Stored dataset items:
------------------------------------

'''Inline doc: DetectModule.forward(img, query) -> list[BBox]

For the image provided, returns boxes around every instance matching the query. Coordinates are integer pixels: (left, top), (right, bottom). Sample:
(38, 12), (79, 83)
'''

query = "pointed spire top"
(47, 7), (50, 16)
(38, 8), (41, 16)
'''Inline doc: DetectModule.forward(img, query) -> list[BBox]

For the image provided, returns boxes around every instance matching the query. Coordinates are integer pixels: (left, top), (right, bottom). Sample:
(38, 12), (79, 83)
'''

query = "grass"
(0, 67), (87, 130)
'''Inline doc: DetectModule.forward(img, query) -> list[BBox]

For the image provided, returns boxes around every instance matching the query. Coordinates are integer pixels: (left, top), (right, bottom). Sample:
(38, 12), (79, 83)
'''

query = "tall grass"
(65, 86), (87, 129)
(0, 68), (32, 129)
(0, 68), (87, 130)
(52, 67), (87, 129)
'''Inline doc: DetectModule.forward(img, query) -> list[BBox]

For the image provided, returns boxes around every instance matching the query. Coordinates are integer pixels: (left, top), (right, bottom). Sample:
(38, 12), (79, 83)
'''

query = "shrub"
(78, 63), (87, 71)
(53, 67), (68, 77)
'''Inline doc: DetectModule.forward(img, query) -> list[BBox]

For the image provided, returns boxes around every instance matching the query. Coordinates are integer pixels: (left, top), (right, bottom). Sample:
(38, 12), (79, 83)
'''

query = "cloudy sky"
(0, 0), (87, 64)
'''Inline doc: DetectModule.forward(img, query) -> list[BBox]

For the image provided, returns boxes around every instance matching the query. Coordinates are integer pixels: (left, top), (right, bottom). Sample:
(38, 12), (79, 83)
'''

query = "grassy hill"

------------------------------------

# WHAT TO PRODUCE
Reproduce, exactly, all the lines shown above.

# SOLUTION FOR THIS EXERCISE
'''Inline doc: DetectModule.forward(img, query) -> list[BBox]

For the image provided, returns boxes around every instance matching the query. Coordinates are integer pixels: (left, top), (right, bottom). Sample:
(38, 12), (79, 83)
'''

query = "pointed spire top"
(47, 7), (50, 16)
(38, 8), (41, 16)
'''Inline doc: DetectModule.forward(img, query) -> list[BBox]

For the image provided, returns boxes around every instance matching the query. Coordinates are integer pixels: (left, top), (right, bottom). Sample:
(38, 12), (79, 83)
'''

query = "grass"
(0, 67), (87, 130)
'''Inline doc: DetectModule.forward(img, query) -> list[BBox]

For the image provided, returns boxes around every instance matching the query. Coordinates are integer pixels: (left, top), (right, bottom). Sample:
(38, 12), (79, 83)
'''

query = "tall grass"
(65, 86), (87, 129)
(0, 68), (32, 129)
(0, 68), (87, 130)
(52, 67), (87, 129)
'''Inline doc: DetectModule.forward(img, query) -> list[BBox]

For the image provided, returns boxes around every instance matching the query. Coordinates are integer pixels: (left, top), (right, bottom). Sample:
(38, 12), (79, 83)
'''

query = "shrub"
(78, 63), (87, 71)
(53, 67), (68, 77)
'''Inline doc: DetectModule.forward(img, query) -> list[BBox]

For the image provided, returns boxes around every instance matching the query. Coordinates are integer pixels: (left, top), (right, bottom). Sample:
(38, 12), (79, 83)
'''

query = "cloudy sky"
(0, 0), (87, 64)
'''Inline doc: DetectModule.forward(img, query) -> list[BBox]

For the image provided, returns boxes around every instance matching the query. Coordinates are integer pixels: (left, top), (right, bottom). Sample:
(38, 12), (79, 83)
'''

query = "grassy hill"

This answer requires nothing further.